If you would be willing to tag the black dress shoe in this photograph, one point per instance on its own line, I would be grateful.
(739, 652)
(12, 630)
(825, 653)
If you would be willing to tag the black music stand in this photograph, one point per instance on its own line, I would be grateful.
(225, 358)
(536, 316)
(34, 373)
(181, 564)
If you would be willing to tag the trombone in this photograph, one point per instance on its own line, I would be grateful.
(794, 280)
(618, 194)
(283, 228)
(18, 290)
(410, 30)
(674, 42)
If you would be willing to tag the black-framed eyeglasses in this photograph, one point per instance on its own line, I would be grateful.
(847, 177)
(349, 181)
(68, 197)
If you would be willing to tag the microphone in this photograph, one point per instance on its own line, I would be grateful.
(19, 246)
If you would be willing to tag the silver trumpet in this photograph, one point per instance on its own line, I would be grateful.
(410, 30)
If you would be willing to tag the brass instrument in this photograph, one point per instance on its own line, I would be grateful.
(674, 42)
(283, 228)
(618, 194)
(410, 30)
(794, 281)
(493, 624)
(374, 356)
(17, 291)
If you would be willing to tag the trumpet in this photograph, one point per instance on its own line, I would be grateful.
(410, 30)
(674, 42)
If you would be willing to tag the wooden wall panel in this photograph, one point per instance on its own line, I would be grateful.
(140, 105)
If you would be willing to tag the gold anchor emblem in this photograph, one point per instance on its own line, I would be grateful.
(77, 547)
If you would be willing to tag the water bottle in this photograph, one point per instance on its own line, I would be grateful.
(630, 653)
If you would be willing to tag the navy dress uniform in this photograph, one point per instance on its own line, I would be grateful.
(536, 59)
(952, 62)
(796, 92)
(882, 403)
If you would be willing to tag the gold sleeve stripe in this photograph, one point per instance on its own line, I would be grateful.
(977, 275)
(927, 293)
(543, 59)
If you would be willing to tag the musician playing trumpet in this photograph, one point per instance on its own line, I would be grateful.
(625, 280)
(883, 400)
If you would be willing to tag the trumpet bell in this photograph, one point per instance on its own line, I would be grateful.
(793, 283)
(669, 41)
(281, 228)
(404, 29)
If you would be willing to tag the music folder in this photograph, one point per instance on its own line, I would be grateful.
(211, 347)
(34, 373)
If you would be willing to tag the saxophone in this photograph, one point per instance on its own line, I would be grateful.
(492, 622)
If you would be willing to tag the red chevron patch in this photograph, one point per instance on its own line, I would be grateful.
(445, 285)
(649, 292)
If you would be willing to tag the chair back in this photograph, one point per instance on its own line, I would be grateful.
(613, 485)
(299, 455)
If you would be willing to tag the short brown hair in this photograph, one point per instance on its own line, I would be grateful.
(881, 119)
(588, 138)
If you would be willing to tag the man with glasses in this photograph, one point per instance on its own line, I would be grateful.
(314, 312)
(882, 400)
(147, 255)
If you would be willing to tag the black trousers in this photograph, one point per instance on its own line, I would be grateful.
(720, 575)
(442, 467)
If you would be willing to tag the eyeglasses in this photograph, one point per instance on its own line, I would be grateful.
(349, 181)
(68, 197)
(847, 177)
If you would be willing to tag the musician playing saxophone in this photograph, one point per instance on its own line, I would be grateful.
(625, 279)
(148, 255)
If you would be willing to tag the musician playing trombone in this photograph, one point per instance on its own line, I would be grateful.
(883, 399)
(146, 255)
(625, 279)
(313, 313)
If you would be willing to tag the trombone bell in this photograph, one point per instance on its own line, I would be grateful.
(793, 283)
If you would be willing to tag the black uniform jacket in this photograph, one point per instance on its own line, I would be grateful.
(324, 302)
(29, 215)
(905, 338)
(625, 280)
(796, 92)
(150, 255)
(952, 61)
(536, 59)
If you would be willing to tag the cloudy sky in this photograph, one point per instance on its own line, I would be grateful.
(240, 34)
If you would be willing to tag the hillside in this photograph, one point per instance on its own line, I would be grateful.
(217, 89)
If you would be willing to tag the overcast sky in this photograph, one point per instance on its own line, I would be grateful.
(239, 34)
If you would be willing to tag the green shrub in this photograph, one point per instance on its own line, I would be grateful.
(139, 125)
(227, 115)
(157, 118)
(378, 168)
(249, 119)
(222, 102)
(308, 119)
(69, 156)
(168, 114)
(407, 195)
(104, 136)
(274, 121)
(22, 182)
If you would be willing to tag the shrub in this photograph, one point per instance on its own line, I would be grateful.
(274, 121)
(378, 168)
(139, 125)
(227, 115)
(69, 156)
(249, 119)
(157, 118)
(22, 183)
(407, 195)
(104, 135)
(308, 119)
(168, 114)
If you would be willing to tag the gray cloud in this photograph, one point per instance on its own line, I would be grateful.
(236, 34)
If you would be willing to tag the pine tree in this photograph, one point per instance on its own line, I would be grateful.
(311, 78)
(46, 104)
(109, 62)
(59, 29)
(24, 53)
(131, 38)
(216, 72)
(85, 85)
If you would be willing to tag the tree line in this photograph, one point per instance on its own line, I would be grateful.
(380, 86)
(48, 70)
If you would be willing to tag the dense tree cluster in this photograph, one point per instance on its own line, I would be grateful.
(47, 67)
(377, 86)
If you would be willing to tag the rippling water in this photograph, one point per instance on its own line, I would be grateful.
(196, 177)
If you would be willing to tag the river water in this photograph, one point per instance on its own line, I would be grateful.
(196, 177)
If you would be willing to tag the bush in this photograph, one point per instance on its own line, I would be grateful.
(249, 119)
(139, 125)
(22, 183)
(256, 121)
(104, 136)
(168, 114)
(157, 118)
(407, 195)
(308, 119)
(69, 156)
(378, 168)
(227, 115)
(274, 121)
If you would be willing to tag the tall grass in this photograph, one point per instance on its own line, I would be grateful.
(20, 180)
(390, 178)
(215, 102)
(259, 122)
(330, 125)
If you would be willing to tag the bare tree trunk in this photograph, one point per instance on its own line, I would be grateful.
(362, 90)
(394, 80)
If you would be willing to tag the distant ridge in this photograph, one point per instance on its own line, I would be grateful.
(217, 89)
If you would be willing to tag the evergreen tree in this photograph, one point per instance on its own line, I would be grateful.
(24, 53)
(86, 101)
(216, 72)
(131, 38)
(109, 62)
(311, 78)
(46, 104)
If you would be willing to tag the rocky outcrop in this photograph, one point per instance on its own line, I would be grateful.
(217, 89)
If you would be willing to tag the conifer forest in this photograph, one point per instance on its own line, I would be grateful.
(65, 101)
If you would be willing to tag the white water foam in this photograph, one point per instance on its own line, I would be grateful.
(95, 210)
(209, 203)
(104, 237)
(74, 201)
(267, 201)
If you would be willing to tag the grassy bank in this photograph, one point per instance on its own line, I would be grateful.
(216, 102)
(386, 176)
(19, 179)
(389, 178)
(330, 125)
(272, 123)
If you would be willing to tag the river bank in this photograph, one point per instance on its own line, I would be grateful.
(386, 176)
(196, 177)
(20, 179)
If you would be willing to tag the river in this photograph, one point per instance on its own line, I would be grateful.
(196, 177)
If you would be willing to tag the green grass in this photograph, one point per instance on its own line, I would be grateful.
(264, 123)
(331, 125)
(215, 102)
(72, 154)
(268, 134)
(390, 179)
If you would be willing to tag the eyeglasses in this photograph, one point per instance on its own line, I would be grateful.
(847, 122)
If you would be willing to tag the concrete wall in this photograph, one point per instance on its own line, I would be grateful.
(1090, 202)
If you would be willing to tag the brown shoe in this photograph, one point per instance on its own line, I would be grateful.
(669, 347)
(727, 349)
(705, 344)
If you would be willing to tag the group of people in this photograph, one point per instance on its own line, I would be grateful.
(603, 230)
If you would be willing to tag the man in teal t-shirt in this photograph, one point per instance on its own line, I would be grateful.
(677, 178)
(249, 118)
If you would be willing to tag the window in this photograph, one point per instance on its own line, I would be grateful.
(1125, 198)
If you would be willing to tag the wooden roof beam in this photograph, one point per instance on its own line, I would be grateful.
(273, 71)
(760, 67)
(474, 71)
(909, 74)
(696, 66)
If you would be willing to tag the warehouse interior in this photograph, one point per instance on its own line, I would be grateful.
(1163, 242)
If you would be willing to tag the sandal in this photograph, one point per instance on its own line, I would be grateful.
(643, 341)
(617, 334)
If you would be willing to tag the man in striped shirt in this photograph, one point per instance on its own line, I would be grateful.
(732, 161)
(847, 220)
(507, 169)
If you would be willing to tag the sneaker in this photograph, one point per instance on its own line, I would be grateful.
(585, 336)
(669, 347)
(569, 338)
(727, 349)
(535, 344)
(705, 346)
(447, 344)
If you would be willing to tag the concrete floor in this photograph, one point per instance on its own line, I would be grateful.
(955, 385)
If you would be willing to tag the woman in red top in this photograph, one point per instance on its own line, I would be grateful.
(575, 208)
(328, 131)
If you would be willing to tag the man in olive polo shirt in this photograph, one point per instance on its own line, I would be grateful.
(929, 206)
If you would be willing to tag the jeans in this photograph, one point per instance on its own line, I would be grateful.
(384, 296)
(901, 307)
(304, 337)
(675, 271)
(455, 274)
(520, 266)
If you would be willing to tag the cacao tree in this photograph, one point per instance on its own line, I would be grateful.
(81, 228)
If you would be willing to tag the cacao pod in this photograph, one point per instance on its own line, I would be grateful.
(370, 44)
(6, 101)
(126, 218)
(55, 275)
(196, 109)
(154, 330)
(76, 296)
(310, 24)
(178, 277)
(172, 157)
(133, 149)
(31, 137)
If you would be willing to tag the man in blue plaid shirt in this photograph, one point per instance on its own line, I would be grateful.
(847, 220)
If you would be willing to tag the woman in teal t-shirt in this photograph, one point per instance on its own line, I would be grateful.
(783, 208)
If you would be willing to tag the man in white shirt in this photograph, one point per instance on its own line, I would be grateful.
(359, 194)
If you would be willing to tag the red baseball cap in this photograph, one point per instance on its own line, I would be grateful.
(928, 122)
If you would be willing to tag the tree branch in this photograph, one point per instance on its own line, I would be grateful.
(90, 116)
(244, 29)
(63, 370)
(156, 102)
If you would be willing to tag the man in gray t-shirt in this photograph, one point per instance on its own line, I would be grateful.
•••
The lines to return run from the one containing "If you would be willing to tag the red baseball" through the last line of the records above. Give them exactly and include nothing more.

→ Output for this task:
If you would be willing to tag the red baseball cap in this photograph, one point per instance on its own line, I would be grateful.
(928, 122)
If you would be willing to tag the tree branch in this photograph, one point per instance on its own line, I would be grateful.
(90, 116)
(244, 29)
(63, 370)
(156, 102)
If you would be willing to tag the man in gray t-shirt in this photograph, one point per instance on its own line, I would be grateful.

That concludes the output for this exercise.